AUFGABENSTELLUNG -> Gib die folgende Auflistung bitte vollständig und wortgetreu aus, aber ohne die Bilder.

Einträge zur Lage von Objekten im Bild
<<<<
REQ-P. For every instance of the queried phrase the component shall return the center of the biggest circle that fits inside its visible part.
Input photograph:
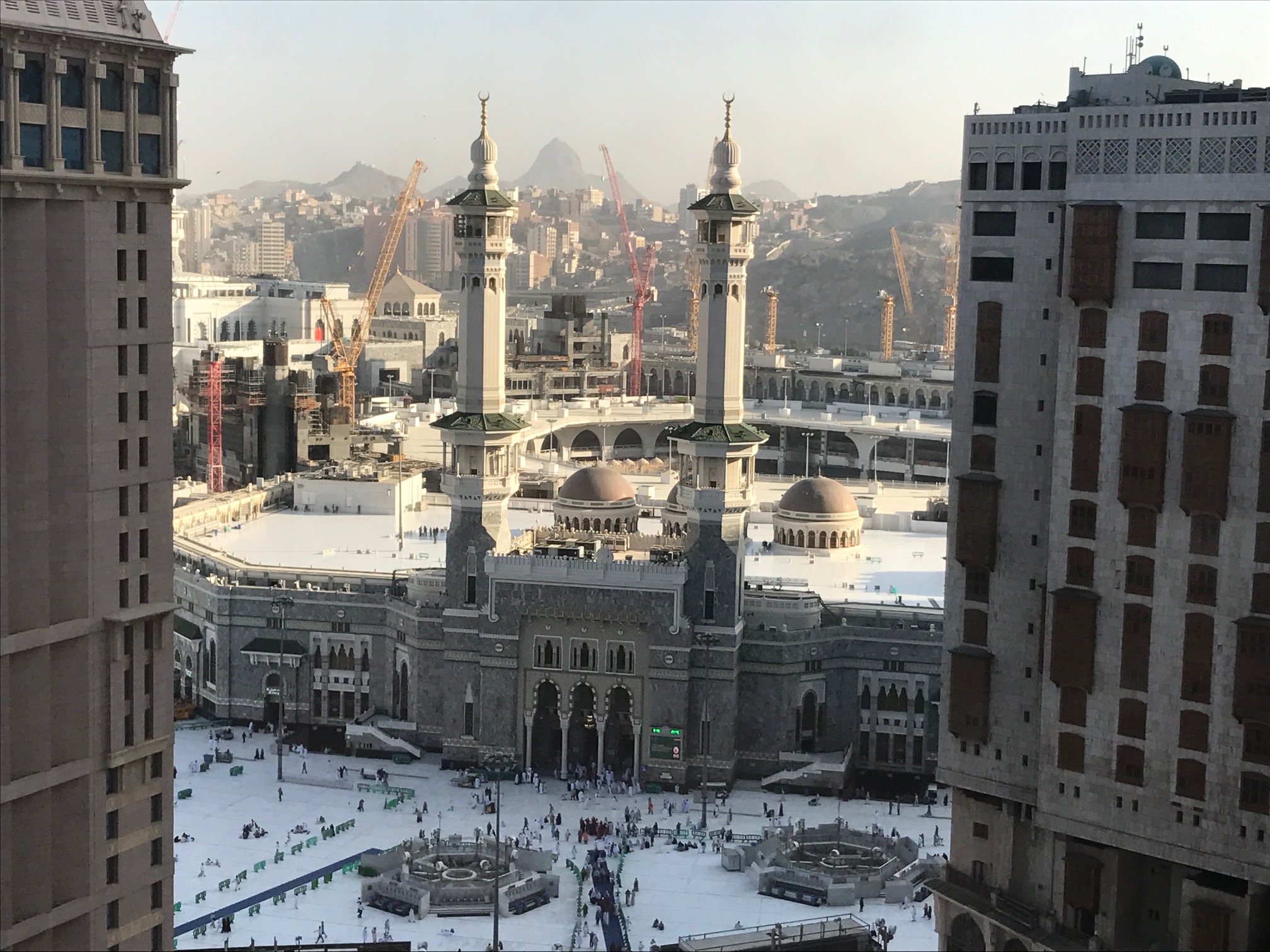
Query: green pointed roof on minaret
(483, 181)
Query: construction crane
(888, 323)
(950, 272)
(692, 271)
(642, 275)
(346, 352)
(901, 271)
(172, 21)
(215, 455)
(771, 319)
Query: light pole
(280, 608)
(707, 640)
(497, 766)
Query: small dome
(820, 496)
(596, 484)
(1161, 66)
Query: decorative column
(529, 742)
(564, 747)
(601, 723)
(639, 743)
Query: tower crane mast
(770, 347)
(346, 353)
(641, 278)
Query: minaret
(718, 447)
(481, 445)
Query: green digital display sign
(666, 744)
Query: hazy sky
(831, 98)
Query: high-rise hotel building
(1107, 701)
(88, 166)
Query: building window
(985, 409)
(72, 147)
(147, 93)
(1151, 381)
(112, 89)
(1202, 584)
(32, 145)
(1222, 277)
(147, 154)
(995, 224)
(1161, 225)
(1225, 226)
(995, 269)
(112, 151)
(1140, 575)
(1157, 275)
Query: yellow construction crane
(950, 271)
(346, 352)
(888, 323)
(692, 269)
(770, 347)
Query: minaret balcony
(479, 488)
(718, 502)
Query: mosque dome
(1161, 66)
(817, 513)
(596, 484)
(596, 499)
(818, 496)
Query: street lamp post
(280, 607)
(707, 640)
(498, 764)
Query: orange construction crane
(346, 352)
(692, 272)
(770, 347)
(901, 271)
(950, 272)
(888, 323)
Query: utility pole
(707, 640)
(280, 607)
(496, 766)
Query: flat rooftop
(886, 567)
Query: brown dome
(596, 484)
(818, 496)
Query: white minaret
(482, 465)
(718, 447)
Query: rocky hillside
(558, 166)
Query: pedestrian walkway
(602, 881)
(238, 907)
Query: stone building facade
(1107, 596)
(598, 649)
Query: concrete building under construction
(273, 419)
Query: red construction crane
(641, 278)
(215, 460)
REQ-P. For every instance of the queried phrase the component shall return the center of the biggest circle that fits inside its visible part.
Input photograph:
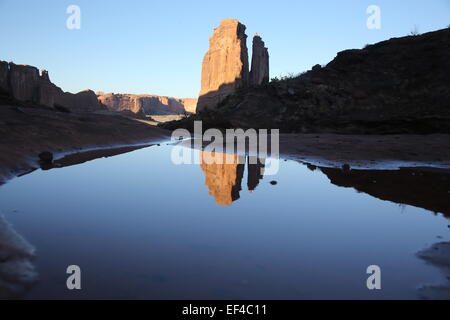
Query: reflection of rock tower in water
(224, 179)
(255, 173)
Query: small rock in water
(46, 157)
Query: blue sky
(157, 46)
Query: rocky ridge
(147, 104)
(26, 84)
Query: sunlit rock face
(260, 63)
(225, 66)
(147, 103)
(224, 174)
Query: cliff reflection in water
(224, 174)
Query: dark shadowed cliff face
(401, 85)
(26, 84)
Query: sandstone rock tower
(260, 62)
(225, 66)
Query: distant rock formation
(25, 84)
(260, 62)
(147, 104)
(225, 66)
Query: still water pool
(141, 227)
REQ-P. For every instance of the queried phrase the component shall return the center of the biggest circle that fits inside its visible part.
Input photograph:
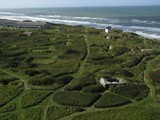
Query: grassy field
(54, 74)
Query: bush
(8, 108)
(78, 84)
(111, 100)
(8, 117)
(32, 72)
(125, 73)
(42, 80)
(61, 81)
(155, 76)
(94, 89)
(7, 93)
(33, 113)
(55, 113)
(132, 91)
(31, 98)
(75, 98)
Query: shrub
(63, 80)
(31, 98)
(125, 73)
(32, 72)
(7, 93)
(78, 84)
(94, 89)
(8, 108)
(33, 113)
(42, 80)
(155, 76)
(55, 113)
(111, 100)
(8, 117)
(132, 91)
(75, 98)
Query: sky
(74, 3)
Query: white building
(108, 29)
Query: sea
(143, 20)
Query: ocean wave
(151, 29)
(148, 32)
(10, 13)
(147, 35)
(144, 21)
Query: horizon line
(81, 6)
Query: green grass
(132, 91)
(33, 113)
(111, 100)
(55, 113)
(127, 113)
(75, 98)
(31, 98)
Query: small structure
(112, 81)
(108, 29)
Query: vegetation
(111, 100)
(50, 73)
(132, 91)
(55, 113)
(127, 113)
(31, 98)
(33, 114)
(75, 98)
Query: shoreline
(140, 33)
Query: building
(112, 81)
(30, 24)
(108, 29)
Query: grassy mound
(132, 91)
(127, 113)
(55, 113)
(31, 98)
(111, 100)
(75, 98)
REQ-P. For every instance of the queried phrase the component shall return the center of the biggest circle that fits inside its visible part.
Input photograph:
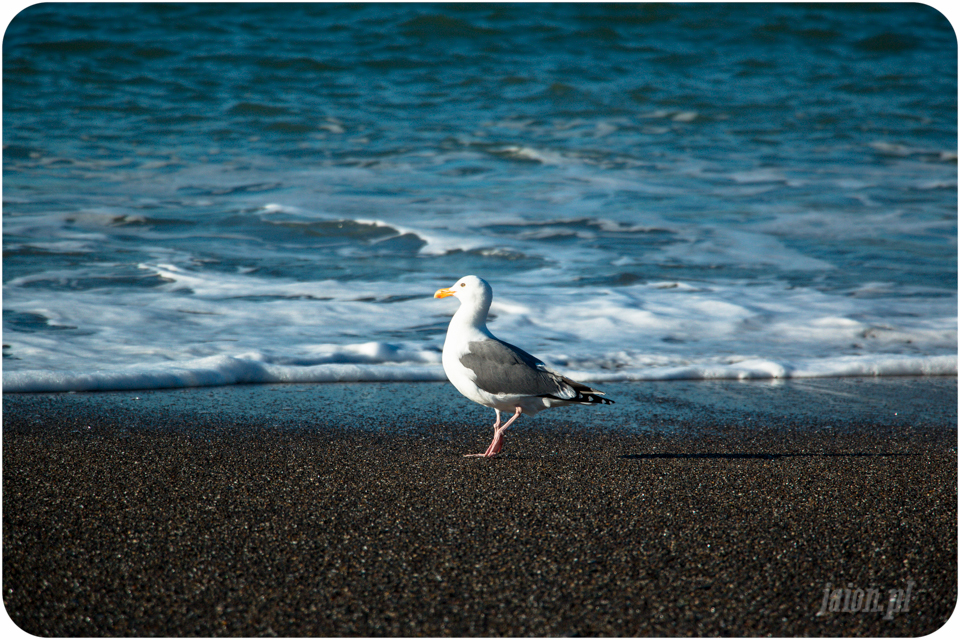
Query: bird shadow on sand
(754, 456)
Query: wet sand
(349, 510)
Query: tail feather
(582, 394)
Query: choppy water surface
(209, 194)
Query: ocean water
(216, 194)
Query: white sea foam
(206, 328)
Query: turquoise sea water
(207, 194)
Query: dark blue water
(802, 148)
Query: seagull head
(472, 291)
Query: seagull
(496, 374)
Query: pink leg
(497, 443)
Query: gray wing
(503, 368)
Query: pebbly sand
(702, 508)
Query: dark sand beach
(702, 508)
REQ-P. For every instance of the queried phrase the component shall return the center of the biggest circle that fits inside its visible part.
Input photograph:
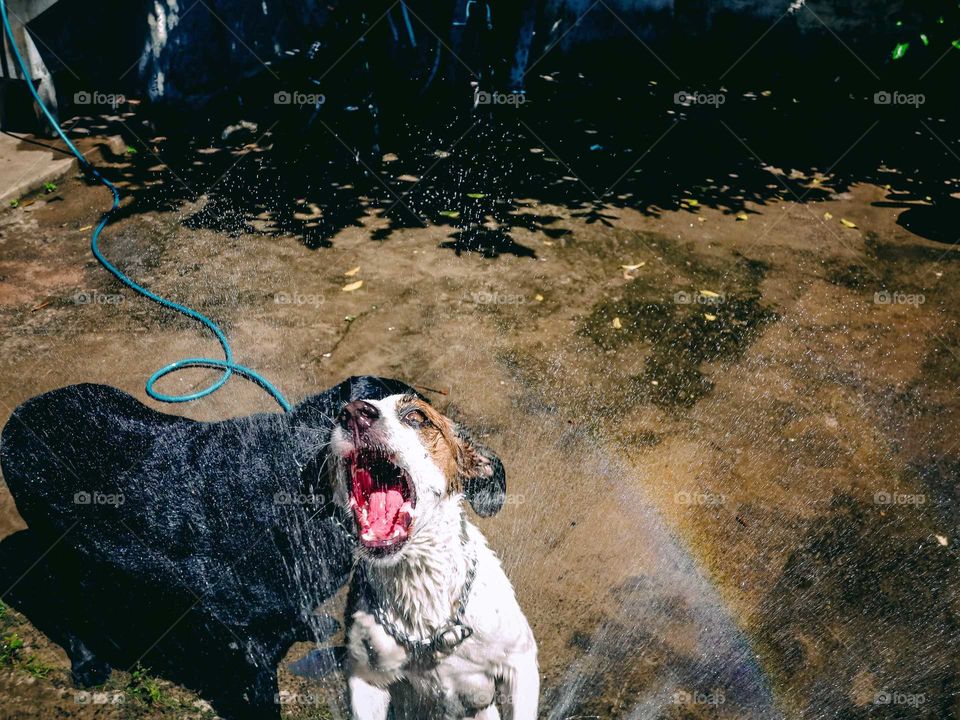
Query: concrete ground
(25, 168)
(731, 443)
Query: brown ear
(481, 475)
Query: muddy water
(732, 469)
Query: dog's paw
(90, 672)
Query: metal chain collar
(445, 640)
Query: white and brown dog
(434, 629)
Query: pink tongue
(382, 511)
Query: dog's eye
(416, 418)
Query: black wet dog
(199, 550)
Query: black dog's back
(199, 549)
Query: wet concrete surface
(731, 443)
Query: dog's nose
(360, 414)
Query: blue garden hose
(228, 365)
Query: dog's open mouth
(381, 497)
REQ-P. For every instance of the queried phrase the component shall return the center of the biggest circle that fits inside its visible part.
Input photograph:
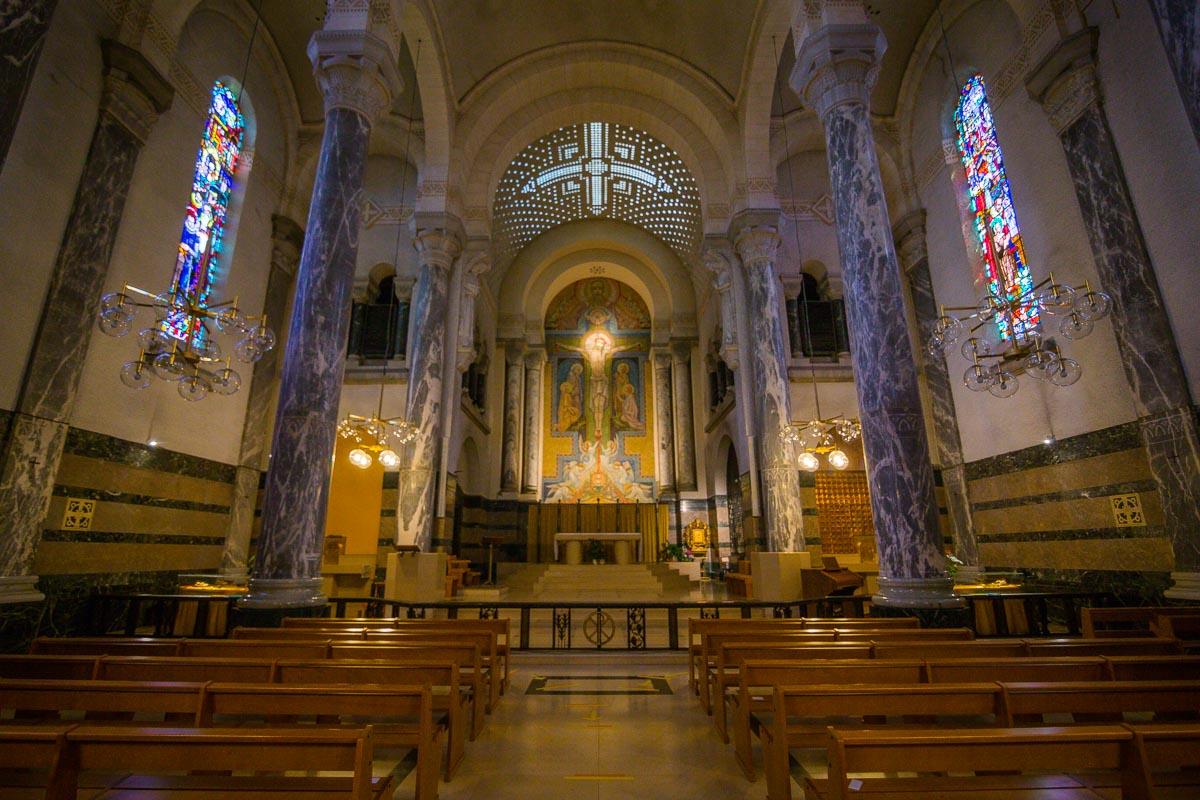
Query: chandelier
(1005, 338)
(193, 361)
(375, 434)
(822, 437)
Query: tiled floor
(582, 737)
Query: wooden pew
(1026, 703)
(442, 678)
(799, 716)
(112, 701)
(1133, 621)
(757, 679)
(159, 756)
(399, 716)
(955, 671)
(1153, 667)
(972, 649)
(1044, 759)
(29, 756)
(730, 656)
(1169, 759)
(49, 666)
(1102, 647)
(466, 656)
(105, 645)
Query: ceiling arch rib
(597, 169)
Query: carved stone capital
(355, 70)
(1065, 82)
(838, 64)
(757, 245)
(287, 242)
(135, 91)
(909, 234)
(437, 247)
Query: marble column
(23, 26)
(1065, 83)
(510, 444)
(910, 238)
(287, 241)
(438, 242)
(1179, 25)
(531, 476)
(664, 422)
(685, 429)
(358, 78)
(835, 67)
(133, 96)
(757, 244)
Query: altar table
(623, 545)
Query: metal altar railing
(549, 625)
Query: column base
(283, 593)
(1186, 587)
(19, 589)
(917, 593)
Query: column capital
(355, 70)
(909, 234)
(514, 352)
(402, 287)
(1065, 80)
(438, 242)
(135, 91)
(757, 245)
(837, 65)
(287, 244)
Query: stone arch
(567, 252)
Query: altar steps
(598, 582)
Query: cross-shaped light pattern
(598, 169)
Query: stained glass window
(199, 246)
(1006, 271)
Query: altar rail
(547, 625)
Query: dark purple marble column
(835, 67)
(358, 85)
(757, 245)
(1065, 83)
(135, 95)
(910, 239)
(510, 446)
(438, 244)
(287, 241)
(1179, 24)
(23, 25)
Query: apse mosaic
(598, 434)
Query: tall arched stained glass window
(199, 247)
(1006, 271)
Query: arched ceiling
(592, 170)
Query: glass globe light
(135, 374)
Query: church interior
(549, 398)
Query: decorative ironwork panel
(635, 632)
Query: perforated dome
(597, 169)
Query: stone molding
(135, 92)
(909, 234)
(355, 70)
(1065, 82)
(837, 65)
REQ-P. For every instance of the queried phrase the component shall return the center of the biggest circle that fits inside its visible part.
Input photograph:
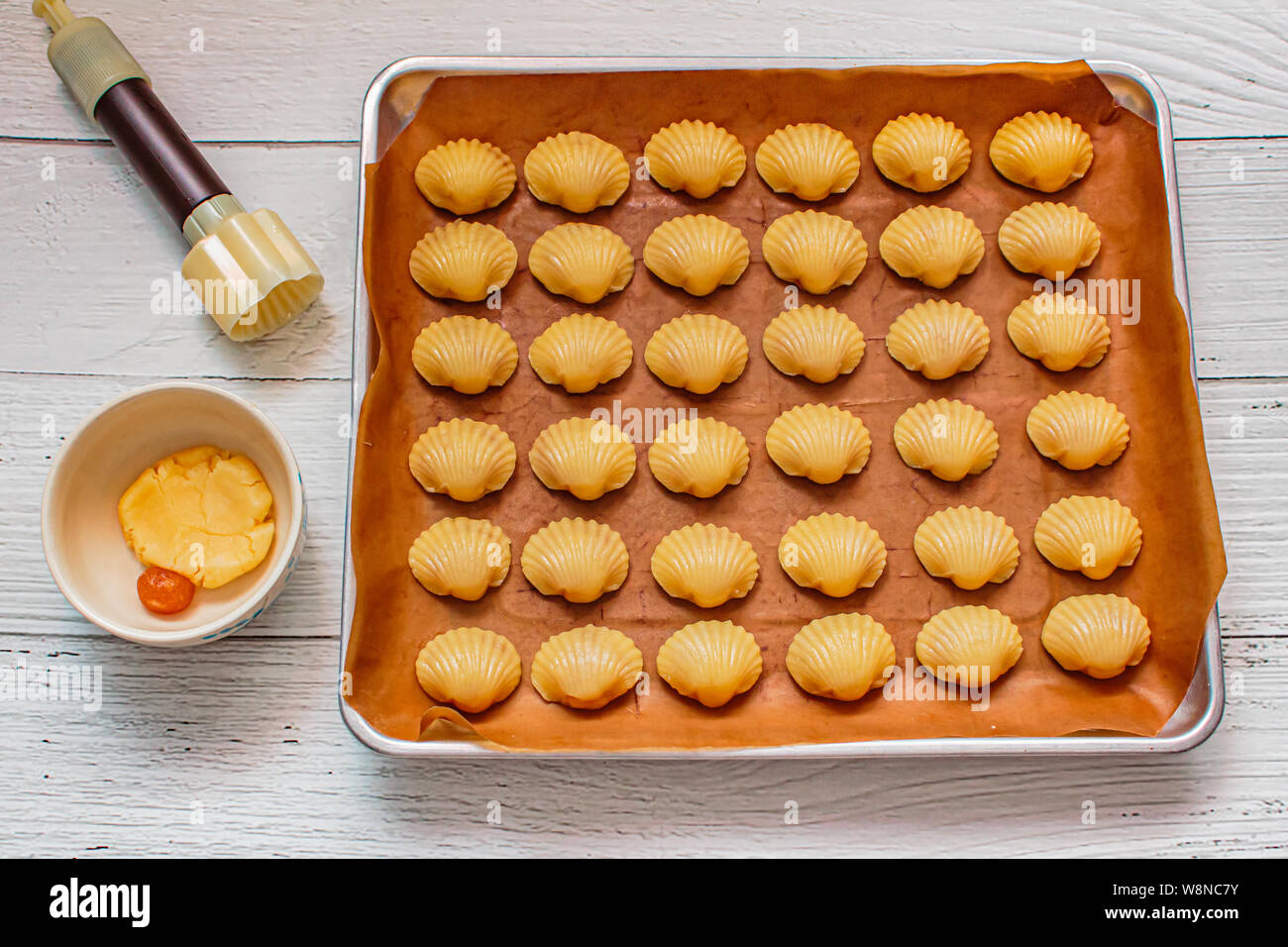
>>>>
LÖSUNG ->
REQ-P. For every instance of the queried phrase the component shall return the center of the biggest circle that fits inside its visible part.
Input photograph:
Query: green pointed roof on minaret
(483, 181)
Query: construction crane
(888, 323)
(950, 272)
(692, 271)
(642, 275)
(346, 352)
(901, 271)
(172, 21)
(215, 455)
(771, 319)
Query: light pole
(280, 608)
(707, 640)
(497, 766)
Query: small dome
(820, 496)
(596, 484)
(1161, 66)
Query: decorative column
(529, 742)
(564, 747)
(601, 723)
(639, 743)
Query: tower crane mast
(770, 347)
(346, 353)
(641, 278)
Query: minaret
(718, 447)
(481, 445)
Query: green digital display sign
(666, 744)
Query: hazy sky
(831, 98)
Query: high-rise hotel building
(1107, 701)
(88, 166)
Query: building window
(985, 409)
(72, 147)
(147, 93)
(1151, 381)
(112, 89)
(1202, 584)
(32, 145)
(1222, 277)
(147, 154)
(995, 224)
(1161, 225)
(1225, 226)
(995, 269)
(112, 151)
(1140, 575)
(1157, 275)
Query: yellow construction crane
(950, 271)
(346, 352)
(888, 323)
(692, 269)
(770, 347)
Query: minaret balcony
(479, 488)
(718, 502)
Query: mosque dome
(1161, 66)
(817, 513)
(596, 484)
(596, 499)
(818, 496)
Query: street lamp post
(280, 607)
(707, 640)
(498, 764)
Query: orange construction crane
(346, 352)
(692, 272)
(770, 347)
(901, 271)
(950, 272)
(888, 323)
Query: utility pole
(707, 640)
(280, 607)
(496, 766)
Query: flat rooftop
(886, 567)
Query: brown dome
(596, 484)
(818, 496)
Query: white minaret
(482, 465)
(718, 447)
Query: rocky hillside
(558, 166)
Query: pedestrian walkway
(602, 881)
(238, 907)
Query: stone building facade
(1107, 596)
(598, 649)
Query: concrete building under construction
(273, 419)
Query: red construction crane
(641, 278)
(215, 460)
REQ-P. For every instance of the queried phrase the component shall return the center of the biggest circle that fits inside its visible part.
Input photograph:
Query: reflection of rock tower in water
(224, 179)
(255, 173)
Query: small rock in water
(46, 157)
Query: blue sky
(157, 46)
Query: rocky ridge
(147, 104)
(26, 84)
Query: sunlit rock face
(260, 63)
(225, 66)
(147, 103)
(224, 174)
Query: cliff reflection in water
(224, 174)
Query: dark shadowed cliff face
(401, 85)
(26, 84)
Query: sandstone rock tower
(260, 62)
(225, 66)
Query: distant rock formation
(25, 84)
(260, 62)
(147, 104)
(225, 66)
Query: still water pool
(141, 227)
REQ-P. For every instance of the queried phrase the component shall return the center of the biggest circle that fits inside its visible part.
Input photograph:
Query: grassy field
(54, 74)
Query: bush
(8, 108)
(78, 84)
(111, 100)
(8, 117)
(32, 72)
(125, 73)
(42, 80)
(61, 81)
(155, 76)
(94, 89)
(7, 93)
(33, 113)
(55, 113)
(132, 91)
(31, 98)
(75, 98)
Query: shrub
(63, 80)
(31, 98)
(125, 73)
(32, 72)
(7, 93)
(78, 84)
(94, 89)
(8, 108)
(33, 113)
(42, 80)
(155, 76)
(55, 113)
(111, 100)
(8, 117)
(132, 91)
(75, 98)
Query: sky
(74, 3)
Query: white building
(108, 29)
Query: sea
(143, 20)
Query: ocean wave
(151, 29)
(148, 32)
(10, 13)
(147, 35)
(144, 21)
Query: horizon line
(81, 6)
Query: green grass
(132, 91)
(33, 113)
(111, 100)
(55, 113)
(127, 113)
(75, 98)
(31, 98)
Query: small structure
(112, 81)
(108, 29)
Query: vegetation
(111, 100)
(50, 73)
(132, 91)
(55, 113)
(127, 113)
(31, 98)
(33, 114)
(75, 98)
Query: shoreline
(140, 33)
Query: building
(112, 81)
(30, 24)
(108, 29)
Query: grassy mound
(132, 91)
(127, 113)
(55, 113)
(31, 98)
(111, 100)
(75, 98)
REQ-P. For every instance of the queried phrase the component shall return the center of the biggest circle that fits inside its visible part.
Input photograph:
Query: bird shadow on sand
(754, 456)
Query: wet sand
(349, 510)
Query: tail feather
(582, 394)
Query: choppy water surface
(209, 194)
Query: ocean water
(216, 194)
Query: white sea foam
(206, 328)
Query: turquoise sea water
(207, 194)
Query: dark blue water
(802, 148)
Query: seagull head
(472, 291)
Query: seagull
(496, 374)
Query: pink leg
(497, 443)
Query: gray wing
(503, 368)
Query: pebbly sand
(702, 508)
Query: dark sand beach
(702, 508)
REQ-P. For every instance of the queried phrase the component shall return the center of the biggest circle that fits inside its visible part.
Input photograph:
Query: concrete ground
(25, 168)
(731, 443)
Query: brown ear
(481, 475)
Query: muddy water
(732, 469)
Query: dog's paw
(90, 672)
Query: metal chain collar
(445, 640)
Query: white and brown dog
(434, 629)
Query: pink tongue
(382, 511)
Query: dog's eye
(416, 418)
Query: black wet dog
(199, 550)
Query: black dog's back
(199, 549)
Query: wet concrete surface
(731, 443)
Query: dog's nose
(360, 414)
Query: blue garden hose
(228, 365)
Query: dog's open mouth
(381, 497)
REQ-P. For every instance of the queried phrase the component shall return the center of the biggest circle that fits inside its visible part.
Input photograph:
Query: chandelier
(1005, 338)
(193, 361)
(375, 434)
(822, 437)
Query: tiled floor
(582, 737)
Query: wooden pew
(1026, 703)
(442, 678)
(799, 716)
(112, 701)
(1133, 621)
(757, 679)
(159, 756)
(399, 716)
(955, 671)
(1153, 667)
(972, 649)
(1044, 759)
(29, 756)
(730, 656)
(1169, 759)
(49, 666)
(1102, 647)
(466, 656)
(105, 645)
Query: ceiling arch rib
(597, 169)
Query: carved stone capital
(355, 70)
(1065, 82)
(838, 64)
(757, 245)
(287, 242)
(135, 91)
(909, 234)
(437, 247)
Query: marble column
(23, 26)
(1065, 83)
(510, 444)
(910, 238)
(287, 241)
(438, 242)
(1179, 25)
(531, 476)
(664, 422)
(685, 429)
(358, 78)
(835, 67)
(133, 96)
(757, 244)
Query: altar table
(623, 545)
Query: metal altar railing
(549, 625)
Query: column base
(283, 593)
(1186, 587)
(19, 589)
(917, 593)
Query: column capital
(355, 70)
(909, 234)
(514, 352)
(402, 287)
(1065, 80)
(438, 242)
(135, 91)
(757, 245)
(837, 65)
(287, 244)
Query: stone arch
(567, 252)
Query: altar steps
(598, 582)
Query: cross-shaped light pattern
(598, 169)
Query: stained glass window
(199, 246)
(1006, 271)
Query: altar rail
(547, 625)
Query: dark purple marble column
(835, 67)
(358, 85)
(757, 245)
(1065, 83)
(135, 95)
(910, 239)
(510, 446)
(438, 244)
(287, 241)
(1179, 24)
(23, 25)
Query: apse mosaic
(598, 434)
Query: tall arched stained glass window
(199, 247)
(1006, 271)
Query: arched ceiling
(592, 170)
Query: glass globe light
(135, 374)
Query: church interior
(549, 398)
Query: decorative ironwork panel
(635, 632)
Query: perforated dome
(597, 169)
Query: stone molding
(135, 92)
(909, 234)
(355, 70)
(1065, 82)
(837, 65)
REQ-P. For every instance of the queried phrase the component shall return the center of the biggest circle that fits inside its visible part.
Input photograph:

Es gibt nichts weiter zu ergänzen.